→ SET PROBLEM 1
Reproduce the entries word for word, starting at the line that contains "Point out the grass" and continuing through the final line of the entries, with both of those lines included.

Many small business owners exhaled a collective sigh of relief after the 11th-hour passage of the American Taxpayer Relief Act of 2012. While most of the Bush era tax cuts have been extended or made permanent, uncertainty lingers around the potential impact of higher payroll taxes and surtaxes related to the Affordable Care Act (often referred to as ObamaCare). Small businesses owners are now scrambling to adjust their returns for 2012 to take advantage of retroactive deductions and implement tax strategies for 2013. And those that fall into the new higher income marginal rate will likely see their taxes rise this year and beyond.
While some provisions were made permanent, like marginal tax rates and alternative minimum tax (AMT) exemption amounts, estate and gift tax exemption levels, other deductions and credits have only been extended through this year. “I have a greater sense of certainty when it comes to tax planning for 2013,” notes Andrew Schrage, co-owner of Money Crashers Personal Finance. “I no longer have to guess, which makes for a more streamlined roadmap as I plan my finances throughout the year.”
Kent Reed, owner of franchised brokerage services company Murphy Business & Financial Corp. in Atlanta, Georgia, was disappointed with the final deal. He had hoped for more comprehensive tax reform, as Reed and the small and medium-sized businesses he consults regard the tax code as an obstacle when it comes to strategizing. “Before we can even adjust, they change it,” notes Reed. “It makes it very difficult to plan long term.” Reed decided to postpone filing for 2012 to see if there are any deductions he can take.
“For small business owners looking to put new assets into service or build out their space, it’s a good year to do it,” notes Claudia Lazzarato, tax manager at Pleasanton, California-based tax and accounting firm Sensiba San Filippo. Deductions set to expire or be reduced significantly were extended for 2013. Scheduled to drop to $25,000 before the fiscal cliff deal, limits for Section 179, which allows small businesses to deduct qualified equipment purchases, were increased from $125,000 in 2012 to $500,000 for companies with less than $2 million in qualified capital expenditures for 2013 and 2012, retroactively. Set to expire at the end of 2012, the deduction for 50-percent bonus depreciation was extended through the end of 2013 (2014 for certain types of property).
Alternative minimum tax exemption amounts have been permanently increased from $33,750 to $50,600 for single filers and from $45,000 to $78,750 for married couples filing jointly. “Now that these amounts are set, we know how hard our clients will be hit by AMT and whether there’s a way to avoid it,” Lazzarato points out.

→ SET PROBLEM 2
Write out the part of the tax article from "Kent Reed, owner" to "he can take.", word for word.

→ SUPPLIED DATA
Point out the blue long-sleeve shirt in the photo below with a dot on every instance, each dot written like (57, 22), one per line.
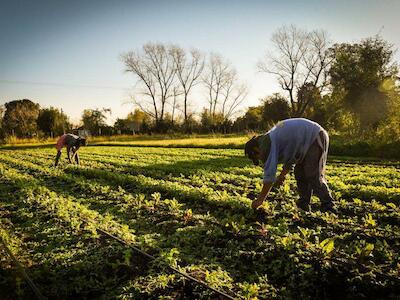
(290, 140)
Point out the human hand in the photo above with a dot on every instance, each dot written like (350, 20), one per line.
(280, 180)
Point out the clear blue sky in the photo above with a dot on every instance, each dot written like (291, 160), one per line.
(76, 44)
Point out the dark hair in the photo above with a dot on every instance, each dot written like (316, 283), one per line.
(250, 149)
(82, 141)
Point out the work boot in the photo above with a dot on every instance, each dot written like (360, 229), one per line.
(302, 205)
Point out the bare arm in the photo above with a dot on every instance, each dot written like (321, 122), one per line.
(69, 154)
(263, 194)
(75, 152)
(282, 175)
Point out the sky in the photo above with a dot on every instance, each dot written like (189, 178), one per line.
(66, 54)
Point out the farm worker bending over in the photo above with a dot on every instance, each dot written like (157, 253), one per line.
(298, 142)
(73, 143)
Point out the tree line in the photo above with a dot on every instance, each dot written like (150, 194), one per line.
(350, 88)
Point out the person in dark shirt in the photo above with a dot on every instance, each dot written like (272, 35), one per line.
(298, 143)
(73, 143)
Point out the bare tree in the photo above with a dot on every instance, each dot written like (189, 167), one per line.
(155, 70)
(188, 71)
(300, 59)
(224, 90)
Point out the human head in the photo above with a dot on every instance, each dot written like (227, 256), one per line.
(252, 150)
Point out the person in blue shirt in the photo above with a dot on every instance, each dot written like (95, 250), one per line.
(298, 143)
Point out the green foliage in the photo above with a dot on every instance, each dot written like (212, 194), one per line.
(275, 108)
(361, 71)
(190, 208)
(53, 122)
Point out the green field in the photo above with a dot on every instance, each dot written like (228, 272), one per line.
(190, 208)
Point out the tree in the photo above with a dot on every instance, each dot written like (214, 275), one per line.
(95, 119)
(364, 74)
(225, 92)
(300, 58)
(252, 119)
(188, 71)
(2, 133)
(155, 70)
(275, 108)
(138, 119)
(53, 121)
(20, 118)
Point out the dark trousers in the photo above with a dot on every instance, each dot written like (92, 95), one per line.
(310, 177)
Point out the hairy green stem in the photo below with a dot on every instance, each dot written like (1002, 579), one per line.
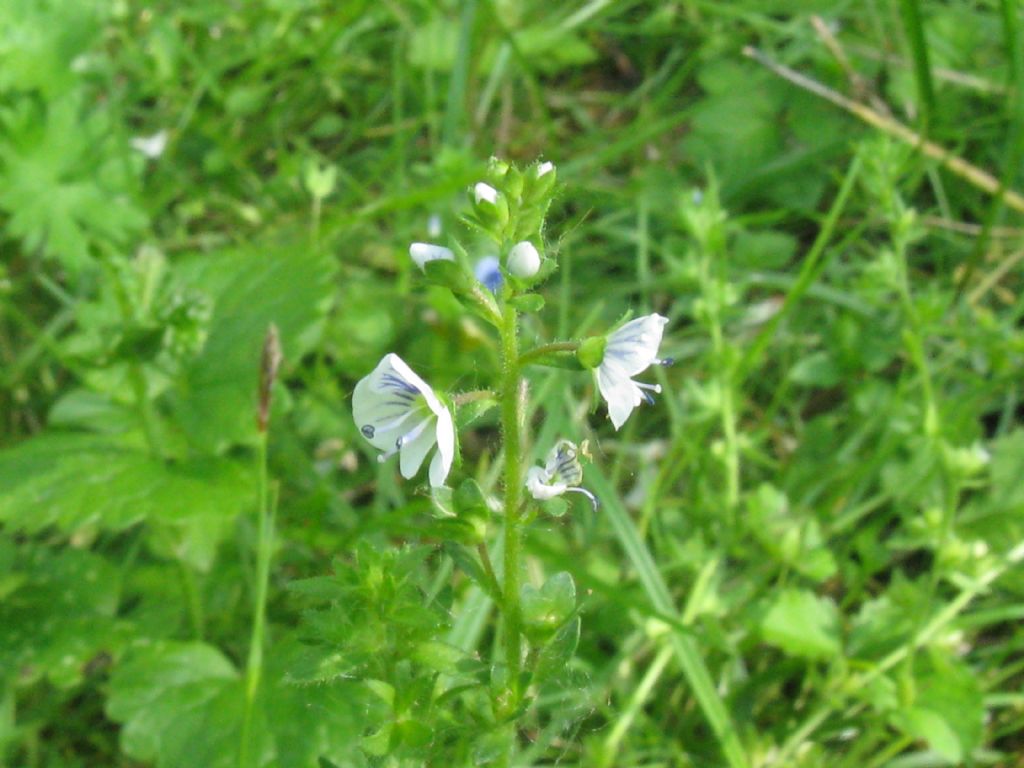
(264, 544)
(539, 352)
(511, 428)
(512, 407)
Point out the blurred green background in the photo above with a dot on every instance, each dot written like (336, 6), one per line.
(826, 501)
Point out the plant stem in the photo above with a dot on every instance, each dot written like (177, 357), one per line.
(462, 398)
(539, 352)
(264, 544)
(712, 289)
(512, 417)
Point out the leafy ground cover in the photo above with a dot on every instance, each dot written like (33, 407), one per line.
(807, 552)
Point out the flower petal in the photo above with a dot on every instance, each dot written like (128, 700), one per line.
(441, 463)
(383, 401)
(634, 346)
(619, 391)
(539, 488)
(414, 451)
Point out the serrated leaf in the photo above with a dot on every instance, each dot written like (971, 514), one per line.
(802, 624)
(65, 184)
(181, 705)
(557, 652)
(73, 481)
(157, 691)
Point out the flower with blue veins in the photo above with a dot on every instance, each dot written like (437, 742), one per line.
(561, 473)
(619, 356)
(488, 271)
(398, 413)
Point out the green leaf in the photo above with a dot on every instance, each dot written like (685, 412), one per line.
(546, 608)
(215, 398)
(65, 183)
(802, 624)
(528, 302)
(929, 726)
(816, 370)
(57, 614)
(74, 481)
(557, 652)
(949, 707)
(181, 705)
(161, 693)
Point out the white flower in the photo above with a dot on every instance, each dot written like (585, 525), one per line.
(398, 412)
(560, 474)
(484, 192)
(151, 146)
(523, 259)
(424, 252)
(629, 351)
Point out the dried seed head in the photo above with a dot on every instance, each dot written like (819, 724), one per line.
(269, 364)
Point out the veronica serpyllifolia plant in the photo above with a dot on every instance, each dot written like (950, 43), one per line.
(398, 413)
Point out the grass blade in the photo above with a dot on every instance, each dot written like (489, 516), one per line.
(685, 648)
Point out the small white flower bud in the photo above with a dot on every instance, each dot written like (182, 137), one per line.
(524, 261)
(483, 193)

→ EXPECTED ANSWER 1
Point out the grass blade in the photo above with a dot on every instance, each dot written like (489, 516), one per line.
(685, 648)
Point out the small white flower bud in the photo above with a dot on every instance, each dot written like (182, 137), one per line.
(524, 261)
(483, 193)

→ EXPECTED ANSWER 2
Kent Reed, owner of franchised brokerage services company Murphy Business & Financial Corp. in Atlanta, Georgia, was disappointed with the final deal. He had hoped for more comprehensive tax reform, as Reed and the small and medium-sized businesses he consults regard the tax code as an obstacle when it comes to strategizing. “Before we can even adjust, they change it,” notes Reed. “It makes it very difficult to plan long term.” Reed decided to postpone filing for 2012 to see if there are any deductions he can take.